| Given records |
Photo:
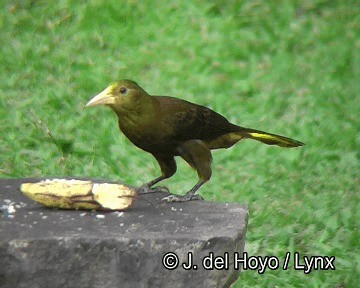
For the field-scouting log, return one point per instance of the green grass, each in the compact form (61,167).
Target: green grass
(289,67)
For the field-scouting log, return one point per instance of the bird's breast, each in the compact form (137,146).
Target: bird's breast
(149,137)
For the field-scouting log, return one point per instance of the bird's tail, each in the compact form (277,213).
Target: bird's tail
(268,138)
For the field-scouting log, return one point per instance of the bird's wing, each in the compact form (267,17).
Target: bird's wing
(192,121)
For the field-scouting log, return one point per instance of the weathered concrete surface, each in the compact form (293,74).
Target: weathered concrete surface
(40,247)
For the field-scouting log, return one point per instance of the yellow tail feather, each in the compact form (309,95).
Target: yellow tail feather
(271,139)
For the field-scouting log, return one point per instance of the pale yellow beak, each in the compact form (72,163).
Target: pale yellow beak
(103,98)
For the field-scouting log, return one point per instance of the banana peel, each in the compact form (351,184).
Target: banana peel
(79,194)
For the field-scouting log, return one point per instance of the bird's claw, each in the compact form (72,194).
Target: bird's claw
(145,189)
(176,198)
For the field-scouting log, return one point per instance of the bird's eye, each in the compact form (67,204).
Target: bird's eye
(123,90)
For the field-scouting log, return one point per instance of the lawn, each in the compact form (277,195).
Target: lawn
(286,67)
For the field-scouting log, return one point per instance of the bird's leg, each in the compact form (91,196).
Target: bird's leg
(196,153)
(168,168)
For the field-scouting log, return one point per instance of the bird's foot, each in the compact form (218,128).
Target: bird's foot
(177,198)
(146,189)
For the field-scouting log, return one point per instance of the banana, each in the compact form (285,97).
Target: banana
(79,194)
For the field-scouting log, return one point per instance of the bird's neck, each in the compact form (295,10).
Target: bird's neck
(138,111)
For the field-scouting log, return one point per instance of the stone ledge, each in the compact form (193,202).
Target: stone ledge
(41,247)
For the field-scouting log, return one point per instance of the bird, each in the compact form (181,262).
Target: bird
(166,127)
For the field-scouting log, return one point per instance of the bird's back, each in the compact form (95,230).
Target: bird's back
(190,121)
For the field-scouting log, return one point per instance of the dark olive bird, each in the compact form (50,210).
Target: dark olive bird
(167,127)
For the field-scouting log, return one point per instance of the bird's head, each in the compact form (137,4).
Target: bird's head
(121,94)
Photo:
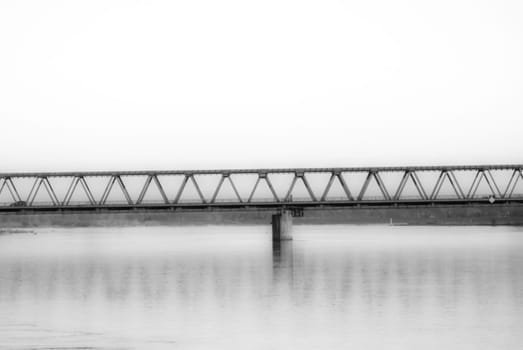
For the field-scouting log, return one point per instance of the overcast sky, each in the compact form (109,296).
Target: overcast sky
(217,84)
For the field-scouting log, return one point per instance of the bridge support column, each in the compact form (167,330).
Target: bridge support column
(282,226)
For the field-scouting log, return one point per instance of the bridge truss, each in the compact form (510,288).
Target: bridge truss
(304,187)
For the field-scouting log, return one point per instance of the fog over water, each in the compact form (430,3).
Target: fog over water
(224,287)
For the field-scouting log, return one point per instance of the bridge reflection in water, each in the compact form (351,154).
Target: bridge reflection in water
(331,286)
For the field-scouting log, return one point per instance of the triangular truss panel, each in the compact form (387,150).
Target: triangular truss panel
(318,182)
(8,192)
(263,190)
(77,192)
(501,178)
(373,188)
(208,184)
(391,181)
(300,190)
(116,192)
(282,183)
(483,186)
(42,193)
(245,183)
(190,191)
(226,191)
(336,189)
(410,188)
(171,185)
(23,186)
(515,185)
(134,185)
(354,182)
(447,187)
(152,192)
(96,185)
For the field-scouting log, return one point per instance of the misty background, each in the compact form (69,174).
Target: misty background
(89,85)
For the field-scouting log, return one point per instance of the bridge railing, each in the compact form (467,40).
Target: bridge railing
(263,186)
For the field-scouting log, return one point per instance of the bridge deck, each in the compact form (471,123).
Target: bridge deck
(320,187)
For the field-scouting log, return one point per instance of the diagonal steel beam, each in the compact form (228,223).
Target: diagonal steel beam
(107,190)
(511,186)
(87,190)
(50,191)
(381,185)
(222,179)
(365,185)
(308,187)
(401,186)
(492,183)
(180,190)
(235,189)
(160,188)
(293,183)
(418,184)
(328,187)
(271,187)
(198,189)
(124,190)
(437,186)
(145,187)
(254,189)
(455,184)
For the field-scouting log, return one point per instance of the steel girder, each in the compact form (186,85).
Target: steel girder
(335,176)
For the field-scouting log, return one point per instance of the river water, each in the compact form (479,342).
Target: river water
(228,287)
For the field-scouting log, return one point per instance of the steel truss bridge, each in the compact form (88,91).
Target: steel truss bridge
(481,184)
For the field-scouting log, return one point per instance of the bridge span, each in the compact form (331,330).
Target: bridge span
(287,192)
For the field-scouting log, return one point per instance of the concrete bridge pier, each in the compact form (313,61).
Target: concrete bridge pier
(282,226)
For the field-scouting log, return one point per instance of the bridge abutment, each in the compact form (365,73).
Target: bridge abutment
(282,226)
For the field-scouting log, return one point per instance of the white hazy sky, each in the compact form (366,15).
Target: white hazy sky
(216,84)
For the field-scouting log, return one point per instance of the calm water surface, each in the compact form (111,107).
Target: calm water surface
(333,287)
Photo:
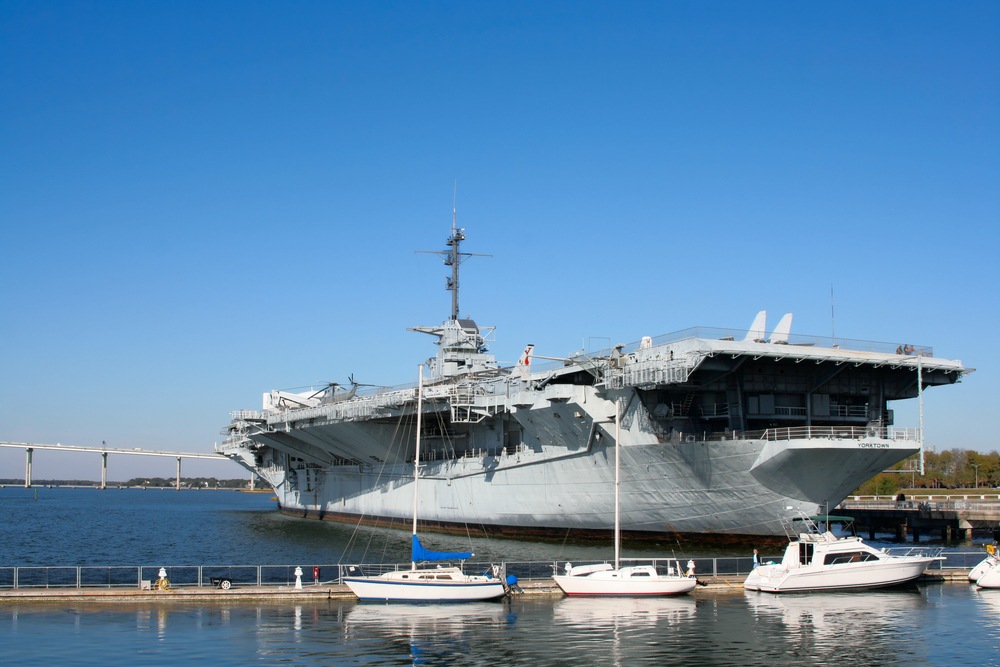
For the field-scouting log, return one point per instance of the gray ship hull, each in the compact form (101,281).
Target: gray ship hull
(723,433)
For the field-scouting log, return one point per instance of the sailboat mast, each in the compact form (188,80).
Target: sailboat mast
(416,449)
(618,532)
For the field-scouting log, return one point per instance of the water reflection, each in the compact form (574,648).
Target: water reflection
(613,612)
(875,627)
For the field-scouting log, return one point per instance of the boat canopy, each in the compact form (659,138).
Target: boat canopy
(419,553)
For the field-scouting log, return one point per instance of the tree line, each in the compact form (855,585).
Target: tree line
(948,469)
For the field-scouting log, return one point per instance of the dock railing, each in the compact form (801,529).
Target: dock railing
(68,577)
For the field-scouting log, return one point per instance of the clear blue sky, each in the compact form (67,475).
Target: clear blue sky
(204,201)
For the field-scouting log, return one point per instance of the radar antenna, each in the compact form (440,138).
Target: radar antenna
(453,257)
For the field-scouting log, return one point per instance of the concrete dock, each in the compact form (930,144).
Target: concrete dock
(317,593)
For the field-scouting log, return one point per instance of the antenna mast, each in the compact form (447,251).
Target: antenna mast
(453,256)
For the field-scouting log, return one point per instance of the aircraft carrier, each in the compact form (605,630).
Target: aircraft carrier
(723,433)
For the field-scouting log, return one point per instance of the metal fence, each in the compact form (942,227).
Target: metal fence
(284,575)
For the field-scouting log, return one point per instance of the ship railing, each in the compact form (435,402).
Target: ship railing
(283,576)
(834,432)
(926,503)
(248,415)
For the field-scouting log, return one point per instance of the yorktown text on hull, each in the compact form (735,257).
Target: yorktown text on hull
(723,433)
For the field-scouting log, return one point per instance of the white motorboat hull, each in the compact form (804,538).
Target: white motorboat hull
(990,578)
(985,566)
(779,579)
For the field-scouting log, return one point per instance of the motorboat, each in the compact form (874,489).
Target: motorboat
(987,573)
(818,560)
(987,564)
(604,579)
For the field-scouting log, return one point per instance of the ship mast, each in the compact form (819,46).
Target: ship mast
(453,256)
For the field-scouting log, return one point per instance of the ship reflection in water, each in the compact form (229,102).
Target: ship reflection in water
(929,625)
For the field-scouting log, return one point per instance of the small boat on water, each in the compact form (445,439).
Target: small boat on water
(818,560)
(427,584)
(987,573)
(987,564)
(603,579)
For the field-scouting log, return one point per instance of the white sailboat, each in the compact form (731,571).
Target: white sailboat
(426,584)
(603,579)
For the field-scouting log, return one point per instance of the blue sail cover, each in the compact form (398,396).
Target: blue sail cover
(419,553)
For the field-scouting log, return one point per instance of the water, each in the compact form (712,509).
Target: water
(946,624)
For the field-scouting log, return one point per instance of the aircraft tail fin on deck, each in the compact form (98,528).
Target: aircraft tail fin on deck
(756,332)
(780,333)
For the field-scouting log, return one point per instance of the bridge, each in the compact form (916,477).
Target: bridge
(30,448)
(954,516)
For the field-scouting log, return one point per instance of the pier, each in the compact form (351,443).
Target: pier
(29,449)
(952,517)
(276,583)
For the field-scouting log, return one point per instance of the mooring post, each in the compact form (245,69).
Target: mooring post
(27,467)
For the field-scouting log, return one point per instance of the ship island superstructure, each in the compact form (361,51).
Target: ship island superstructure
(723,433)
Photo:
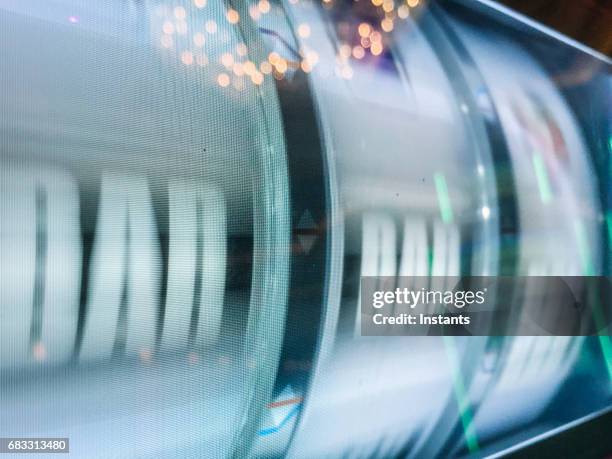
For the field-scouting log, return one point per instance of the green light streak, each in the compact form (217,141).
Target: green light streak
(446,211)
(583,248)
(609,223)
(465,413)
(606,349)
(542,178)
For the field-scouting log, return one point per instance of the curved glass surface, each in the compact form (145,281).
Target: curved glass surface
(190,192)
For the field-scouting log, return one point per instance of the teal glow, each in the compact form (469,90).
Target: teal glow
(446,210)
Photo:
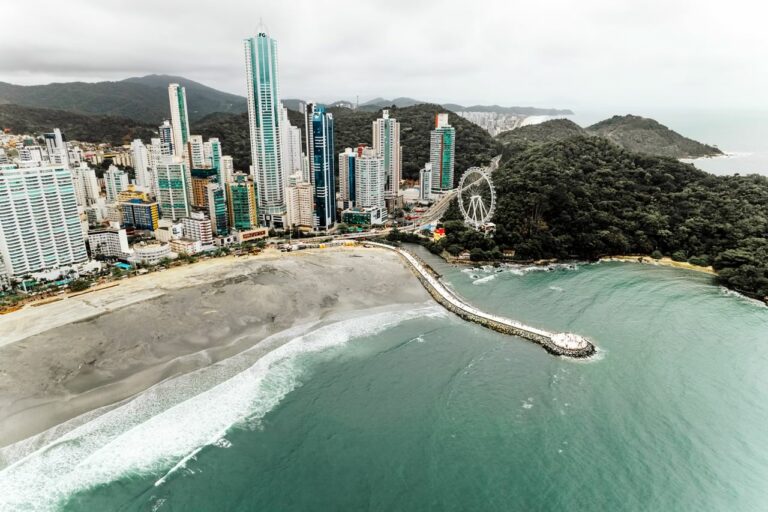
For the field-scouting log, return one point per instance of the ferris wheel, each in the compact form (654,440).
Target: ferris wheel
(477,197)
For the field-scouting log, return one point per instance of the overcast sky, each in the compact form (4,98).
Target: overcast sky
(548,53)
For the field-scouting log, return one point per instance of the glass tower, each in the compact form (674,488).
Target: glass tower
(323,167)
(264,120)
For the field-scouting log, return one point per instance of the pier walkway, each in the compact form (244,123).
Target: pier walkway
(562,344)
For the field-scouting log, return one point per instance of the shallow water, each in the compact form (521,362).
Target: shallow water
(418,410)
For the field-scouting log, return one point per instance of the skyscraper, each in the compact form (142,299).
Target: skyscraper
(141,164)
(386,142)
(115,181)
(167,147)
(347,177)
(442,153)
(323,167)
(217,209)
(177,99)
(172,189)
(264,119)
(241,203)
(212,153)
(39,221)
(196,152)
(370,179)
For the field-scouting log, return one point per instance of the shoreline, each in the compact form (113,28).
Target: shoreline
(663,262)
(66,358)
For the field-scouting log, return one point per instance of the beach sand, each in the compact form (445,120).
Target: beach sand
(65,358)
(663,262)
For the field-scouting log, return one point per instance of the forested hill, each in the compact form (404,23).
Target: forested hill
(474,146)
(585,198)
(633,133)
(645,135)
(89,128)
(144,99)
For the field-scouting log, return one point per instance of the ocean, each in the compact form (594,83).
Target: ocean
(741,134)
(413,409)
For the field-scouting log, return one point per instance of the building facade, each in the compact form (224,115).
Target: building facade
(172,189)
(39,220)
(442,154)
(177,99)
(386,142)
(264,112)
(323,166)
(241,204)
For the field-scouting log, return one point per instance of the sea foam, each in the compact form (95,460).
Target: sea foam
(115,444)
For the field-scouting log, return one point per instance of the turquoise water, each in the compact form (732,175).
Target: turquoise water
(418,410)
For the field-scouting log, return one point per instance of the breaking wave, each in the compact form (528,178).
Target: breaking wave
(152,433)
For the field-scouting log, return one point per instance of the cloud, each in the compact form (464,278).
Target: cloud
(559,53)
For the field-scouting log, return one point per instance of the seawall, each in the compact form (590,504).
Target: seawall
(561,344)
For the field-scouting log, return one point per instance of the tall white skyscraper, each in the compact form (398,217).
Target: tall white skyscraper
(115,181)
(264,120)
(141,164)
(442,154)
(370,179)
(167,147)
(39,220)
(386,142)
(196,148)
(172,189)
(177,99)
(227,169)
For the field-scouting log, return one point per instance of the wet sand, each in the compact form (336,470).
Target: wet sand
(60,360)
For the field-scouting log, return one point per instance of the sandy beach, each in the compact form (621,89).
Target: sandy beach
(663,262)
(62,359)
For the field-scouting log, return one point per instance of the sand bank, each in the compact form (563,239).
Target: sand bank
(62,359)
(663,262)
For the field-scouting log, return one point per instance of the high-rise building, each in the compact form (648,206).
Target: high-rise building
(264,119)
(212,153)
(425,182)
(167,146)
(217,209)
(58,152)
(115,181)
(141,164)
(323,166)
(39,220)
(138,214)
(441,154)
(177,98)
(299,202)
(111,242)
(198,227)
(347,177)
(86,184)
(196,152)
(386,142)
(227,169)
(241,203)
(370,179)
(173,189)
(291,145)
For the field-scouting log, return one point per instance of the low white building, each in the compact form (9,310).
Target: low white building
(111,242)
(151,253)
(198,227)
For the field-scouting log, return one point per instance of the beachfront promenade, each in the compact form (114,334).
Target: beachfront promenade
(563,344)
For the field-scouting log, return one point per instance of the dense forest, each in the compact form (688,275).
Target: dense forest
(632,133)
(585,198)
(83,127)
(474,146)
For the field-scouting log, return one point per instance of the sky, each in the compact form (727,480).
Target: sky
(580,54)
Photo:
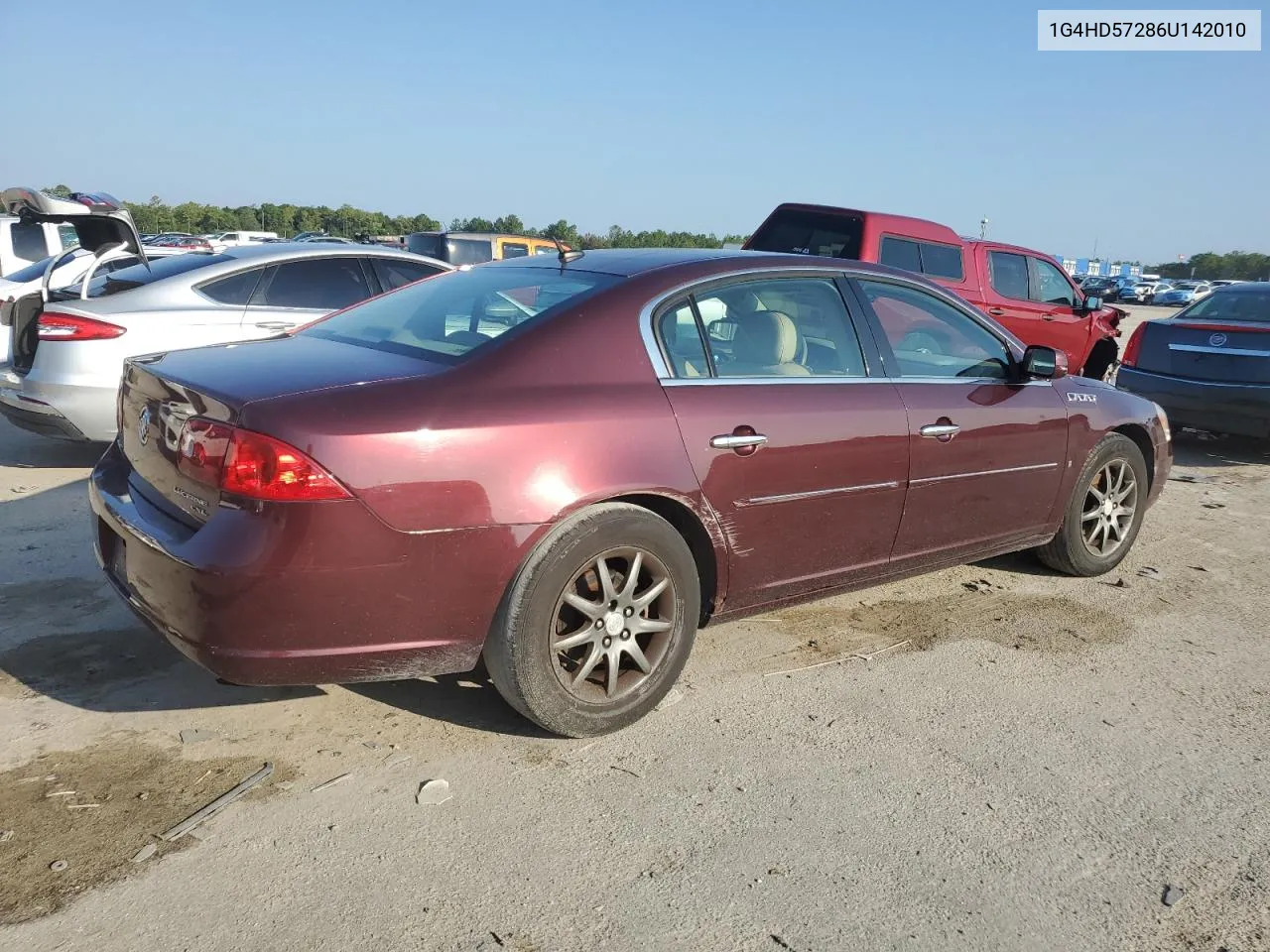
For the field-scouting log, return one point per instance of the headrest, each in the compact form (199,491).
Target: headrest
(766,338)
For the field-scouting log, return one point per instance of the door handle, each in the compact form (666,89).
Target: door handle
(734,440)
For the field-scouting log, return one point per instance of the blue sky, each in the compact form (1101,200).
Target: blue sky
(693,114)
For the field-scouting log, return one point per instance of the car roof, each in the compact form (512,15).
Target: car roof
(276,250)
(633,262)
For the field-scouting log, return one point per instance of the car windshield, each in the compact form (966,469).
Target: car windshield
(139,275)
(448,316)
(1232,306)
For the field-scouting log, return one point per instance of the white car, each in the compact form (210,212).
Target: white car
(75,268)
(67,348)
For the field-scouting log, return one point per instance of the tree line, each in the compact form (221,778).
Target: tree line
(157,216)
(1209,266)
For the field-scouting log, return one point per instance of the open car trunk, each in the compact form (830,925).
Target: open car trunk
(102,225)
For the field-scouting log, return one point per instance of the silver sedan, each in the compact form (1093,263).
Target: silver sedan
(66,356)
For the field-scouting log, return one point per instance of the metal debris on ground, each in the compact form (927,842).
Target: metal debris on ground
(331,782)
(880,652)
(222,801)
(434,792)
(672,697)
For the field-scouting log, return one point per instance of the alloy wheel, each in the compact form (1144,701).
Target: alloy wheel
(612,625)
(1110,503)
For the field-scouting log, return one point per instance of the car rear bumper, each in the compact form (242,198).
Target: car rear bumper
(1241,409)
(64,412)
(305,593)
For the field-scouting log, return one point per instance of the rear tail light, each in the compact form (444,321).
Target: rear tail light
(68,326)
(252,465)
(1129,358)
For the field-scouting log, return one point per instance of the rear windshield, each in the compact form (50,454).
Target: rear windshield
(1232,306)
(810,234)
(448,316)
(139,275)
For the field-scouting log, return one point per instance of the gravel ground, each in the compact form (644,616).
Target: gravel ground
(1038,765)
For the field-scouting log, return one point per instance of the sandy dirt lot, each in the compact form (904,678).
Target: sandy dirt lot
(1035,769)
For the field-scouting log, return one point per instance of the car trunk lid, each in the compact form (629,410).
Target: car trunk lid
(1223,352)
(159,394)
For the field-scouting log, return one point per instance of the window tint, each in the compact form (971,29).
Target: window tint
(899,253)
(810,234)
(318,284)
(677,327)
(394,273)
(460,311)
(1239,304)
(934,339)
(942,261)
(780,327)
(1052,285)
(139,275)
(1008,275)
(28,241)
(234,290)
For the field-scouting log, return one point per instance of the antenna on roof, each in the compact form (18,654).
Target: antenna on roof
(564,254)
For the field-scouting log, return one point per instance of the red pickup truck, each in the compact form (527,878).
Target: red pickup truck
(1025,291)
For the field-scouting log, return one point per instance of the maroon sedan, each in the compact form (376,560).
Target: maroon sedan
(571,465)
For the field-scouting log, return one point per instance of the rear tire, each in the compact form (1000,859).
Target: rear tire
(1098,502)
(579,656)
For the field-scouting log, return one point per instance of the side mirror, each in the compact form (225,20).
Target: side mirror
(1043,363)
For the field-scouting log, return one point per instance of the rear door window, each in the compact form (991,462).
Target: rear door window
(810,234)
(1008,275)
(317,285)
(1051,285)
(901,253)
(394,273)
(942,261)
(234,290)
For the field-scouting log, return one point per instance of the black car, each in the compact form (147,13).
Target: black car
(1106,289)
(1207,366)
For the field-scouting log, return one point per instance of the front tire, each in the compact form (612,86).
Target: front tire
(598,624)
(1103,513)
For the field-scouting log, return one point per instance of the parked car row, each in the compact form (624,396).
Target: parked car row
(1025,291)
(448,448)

| Challenge |
Beginning at the line that holds "compact form (18,654).", write out word for word each line through the end of the records.

| Answer to this problem |
For the field-scouting log, return one point per instance of the antenna on roof, each in the compact form (18,654).
Target: antenna on roof
(564,254)
For the field-scouting log, return one point per instance of the red pickup truck, each in the compact form (527,878).
Target: red pickup truck
(1025,291)
For the field-scouting log, return one point per instance of the maroon sedan, each in the compact form (376,560).
Target: maroon sedan
(571,465)
For the field-scouting log, return one point per instance of the rear tire, each in the compact form (1000,859).
Target: rear tire
(1098,502)
(579,656)
For the field-scouting log, return one point per instance of the side mirror, each in the compact form (225,20).
Target: side mirror
(1043,363)
For the field-scouting log, return one point per instance of the rear door window, each in the compact form (991,462).
Target: rear door window
(810,234)
(1008,275)
(317,285)
(1051,285)
(901,253)
(394,273)
(942,261)
(234,290)
For the field-scouting log, return one point per instance of the black car, each in the compact form (147,13).
Target: black car
(1106,289)
(1207,366)
For the field-scouting log, return one point per instance of the front tire, each in the compact form (612,86).
Target: front tire
(598,624)
(1103,513)
For the field-scouting log, return one point per instance of the parked car row, each in the compact form (624,396).
Target: parked car row
(1025,291)
(448,448)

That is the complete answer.